═══ QUOTED PASSAGE ═══
I have pre-diabetes and am trying to lose weight.  How many servings of fruit and veggies should I have each day?

Answer: If you have pre-diabetes, you can and should do something about it. Studies from the American Diabetes Association have shown that a reduction in 5-10% of your body weight can prevent or delay the onset of type 2 diabetes by up to 58% .  In addition, participating in some type of modest physical activity for 30 minutes daily can reduce your risk of cardiovascular disease and some cancers, strengthen your bones and muscles, and improve your mental health and mood.

In terms of fruit and veggie consumption, I would recommend a minimum of 5 servings daily.  An easy way to incorporate these is a fruit for breakfast, a fruit and veggie for lunch, and a fruit and veggie for supper.  Eating 5 of these each day will not only help you lose weight, but will also provide your body with essential nutrients it needs.  Below are some additional tips related to fruit and veggies in your diet:

  • Choose whole fruits rather than fruit juices.  Juices do not make us feel full, are full of calories, and rise blood sugars quickly.
═══ SOURCE MATERIAL ═══
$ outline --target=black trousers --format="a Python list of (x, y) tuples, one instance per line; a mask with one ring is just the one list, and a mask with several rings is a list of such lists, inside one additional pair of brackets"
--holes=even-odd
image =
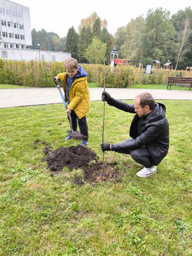
[[(120, 142), (124, 144), (125, 142), (132, 141), (134, 139), (128, 139)], [(143, 146), (140, 148), (132, 150), (127, 150), (118, 152), (121, 154), (130, 155), (131, 158), (138, 164), (144, 165), (146, 168), (151, 168), (154, 165), (151, 155), (145, 146)]]
[[(74, 110), (71, 110), (71, 116), (72, 120), (72, 127), (74, 131), (77, 131), (77, 122), (79, 127), (80, 133), (84, 136), (89, 136), (88, 134), (88, 126), (86, 121), (86, 116), (84, 116), (80, 119), (76, 115)], [(69, 119), (69, 118), (68, 118)]]

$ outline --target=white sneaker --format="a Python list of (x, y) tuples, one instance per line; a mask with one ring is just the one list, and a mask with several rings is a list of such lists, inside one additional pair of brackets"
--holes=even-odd
[(137, 175), (139, 177), (148, 177), (151, 174), (157, 172), (157, 166), (154, 165), (151, 168), (146, 168), (144, 167), (143, 169), (137, 173)]

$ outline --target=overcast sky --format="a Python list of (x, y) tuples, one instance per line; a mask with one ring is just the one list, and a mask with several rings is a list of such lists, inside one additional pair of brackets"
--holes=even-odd
[(150, 8), (162, 7), (171, 14), (186, 6), (192, 5), (191, 0), (12, 0), (12, 2), (29, 8), (31, 30), (44, 29), (53, 31), (60, 37), (66, 36), (73, 26), (77, 32), (82, 19), (96, 11), (100, 19), (107, 21), (108, 31), (114, 35), (118, 27), (125, 26), (131, 18), (143, 14), (146, 17)]

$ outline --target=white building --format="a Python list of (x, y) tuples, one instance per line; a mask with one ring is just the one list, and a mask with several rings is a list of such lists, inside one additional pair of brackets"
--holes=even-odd
[(26, 49), (32, 45), (29, 8), (9, 0), (0, 0), (0, 58), (64, 61), (69, 53)]
[(31, 60), (38, 61), (39, 55), (41, 60), (45, 61), (65, 61), (68, 58), (71, 57), (71, 53), (69, 52), (53, 52), (51, 51), (42, 51), (20, 49), (0, 48), (0, 58), (4, 59), (17, 60)]
[(0, 0), (0, 48), (24, 49), (32, 45), (28, 7)]

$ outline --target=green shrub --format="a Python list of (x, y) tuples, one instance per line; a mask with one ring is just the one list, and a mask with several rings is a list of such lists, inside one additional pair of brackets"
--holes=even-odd
[[(103, 65), (82, 64), (88, 74), (87, 81), (104, 86)], [(12, 60), (0, 59), (0, 84), (32, 87), (54, 87), (53, 78), (65, 72), (64, 62), (39, 62), (33, 60)], [(186, 75), (189, 75), (189, 71)], [(112, 71), (110, 66), (105, 67), (106, 87), (128, 88), (135, 84), (162, 84), (167, 83), (169, 76), (184, 77), (184, 70), (152, 70), (151, 75), (141, 69), (129, 66), (117, 66)]]

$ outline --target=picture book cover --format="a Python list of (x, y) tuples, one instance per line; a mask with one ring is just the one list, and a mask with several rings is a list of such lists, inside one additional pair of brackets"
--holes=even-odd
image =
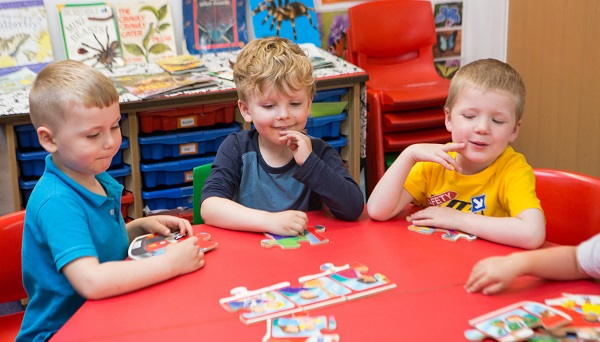
[(125, 64), (147, 63), (177, 55), (168, 2), (138, 1), (116, 5)]
[(0, 3), (0, 75), (38, 73), (53, 60), (43, 0)]
[(208, 75), (171, 75), (168, 72), (153, 75), (130, 75), (111, 78), (115, 86), (126, 89), (141, 98), (150, 99), (159, 95), (198, 89), (217, 84), (214, 77)]
[(156, 60), (156, 64), (165, 69), (171, 75), (185, 74), (189, 72), (206, 71), (206, 65), (200, 58), (192, 55), (180, 55), (166, 57)]
[(113, 8), (108, 3), (58, 5), (68, 59), (96, 68), (123, 66)]
[[(197, 233), (194, 236), (198, 237), (198, 245), (200, 246), (200, 250), (204, 253), (217, 248), (219, 245), (217, 242), (210, 240), (210, 234), (208, 233)], [(170, 244), (185, 241), (189, 237), (189, 235), (182, 235), (179, 232), (171, 233), (168, 236), (161, 234), (138, 236), (129, 245), (128, 255), (134, 260), (161, 255), (165, 253), (165, 249)]]
[(182, 10), (191, 54), (237, 50), (248, 42), (246, 0), (183, 0)]
[(279, 36), (321, 47), (313, 0), (250, 0), (254, 36)]

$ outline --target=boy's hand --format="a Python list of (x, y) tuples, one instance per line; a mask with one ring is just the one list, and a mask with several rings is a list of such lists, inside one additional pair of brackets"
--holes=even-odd
[(413, 161), (434, 162), (442, 165), (450, 171), (460, 171), (460, 165), (456, 159), (452, 158), (448, 152), (459, 152), (465, 147), (465, 143), (450, 144), (414, 144), (406, 148), (405, 152), (410, 153)]
[(190, 221), (171, 215), (153, 215), (139, 218), (143, 229), (148, 233), (158, 233), (169, 235), (172, 231), (179, 231), (181, 235), (193, 235), (192, 224)]
[(294, 152), (296, 164), (302, 166), (312, 152), (312, 143), (308, 135), (297, 131), (281, 131), (279, 135), (279, 141), (285, 141)]
[(303, 211), (286, 210), (269, 213), (268, 226), (265, 232), (283, 236), (297, 236), (304, 233), (308, 224), (308, 216)]
[(177, 275), (193, 272), (204, 266), (204, 253), (198, 246), (196, 236), (168, 245), (165, 257), (171, 259), (169, 263), (175, 269)]
[(519, 275), (518, 263), (511, 256), (491, 257), (473, 267), (465, 284), (467, 292), (491, 295), (504, 290)]

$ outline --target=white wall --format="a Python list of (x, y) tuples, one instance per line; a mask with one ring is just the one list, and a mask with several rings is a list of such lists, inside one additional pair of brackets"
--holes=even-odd
[[(14, 0), (0, 0), (0, 2), (11, 1)], [(314, 1), (315, 8), (318, 11), (337, 11), (360, 3), (360, 1), (357, 1), (323, 5), (321, 0)], [(506, 61), (508, 1), (509, 0), (464, 0), (463, 63), (487, 57)], [(56, 60), (65, 58), (60, 20), (58, 18), (56, 5), (81, 2), (82, 1), (73, 0), (44, 1), (46, 13), (48, 14), (50, 35), (52, 38), (52, 50)], [(113, 0), (109, 2), (115, 4), (119, 2), (131, 2), (131, 0)], [(183, 0), (169, 0), (171, 11), (173, 13), (175, 37), (177, 41), (180, 42), (177, 44), (178, 54), (182, 53), (182, 47), (185, 45), (183, 44), (182, 2)]]

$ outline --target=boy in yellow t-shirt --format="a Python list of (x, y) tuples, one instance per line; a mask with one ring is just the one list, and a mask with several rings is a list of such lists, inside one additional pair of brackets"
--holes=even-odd
[(533, 169), (508, 146), (524, 104), (525, 85), (508, 64), (484, 59), (461, 67), (444, 107), (453, 142), (407, 147), (369, 197), (371, 218), (388, 220), (413, 202), (425, 207), (410, 216), (417, 226), (540, 247), (545, 222)]

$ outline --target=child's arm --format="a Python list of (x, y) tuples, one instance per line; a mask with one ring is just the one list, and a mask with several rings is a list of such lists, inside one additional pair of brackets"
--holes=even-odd
[(167, 247), (152, 258), (99, 263), (76, 259), (62, 269), (73, 288), (86, 299), (102, 299), (141, 289), (204, 266), (204, 255), (193, 236)]
[(495, 294), (521, 275), (551, 280), (589, 278), (577, 260), (576, 251), (574, 246), (560, 246), (481, 260), (473, 267), (465, 289)]
[(404, 189), (404, 182), (415, 163), (420, 161), (436, 162), (449, 170), (460, 166), (448, 152), (458, 151), (464, 143), (415, 144), (400, 153), (396, 161), (379, 180), (367, 201), (367, 211), (373, 220), (385, 221), (398, 215), (413, 197)]
[(200, 210), (206, 224), (249, 232), (295, 236), (303, 233), (308, 223), (308, 216), (302, 211), (268, 212), (221, 197), (205, 199)]
[(460, 230), (485, 240), (526, 249), (540, 247), (546, 238), (544, 214), (539, 209), (523, 210), (517, 217), (490, 217), (431, 206), (410, 218), (418, 226)]

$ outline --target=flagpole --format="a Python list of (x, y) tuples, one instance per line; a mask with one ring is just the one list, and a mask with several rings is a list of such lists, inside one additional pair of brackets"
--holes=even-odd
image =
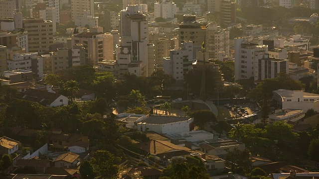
═══
• [WORK INSTRUCTIONS]
Can you pick up the pre-diabetes fruit-and-veggie Q&A right after its last sentence and continue it?

• [TASK RESPONSE]
  • Fresh or frozen are generally better. If  choosing canned fruits such as pineapple or peaches, look for ones in light syrup.  If choosing canned veggies, drain the water and rinse to remove excess sodium.
  • Limit starchy vegetables like peas, corn, and potatoes.  Choose non-starchy vegetables like broccoli, carrots, cauliflower, lettuce, etc. These non-starchy veggies are lower in calories and carbohydrates, meaning your blood sugars will remain lower.  In addition, they are a rich source of fiber keeping you full longer.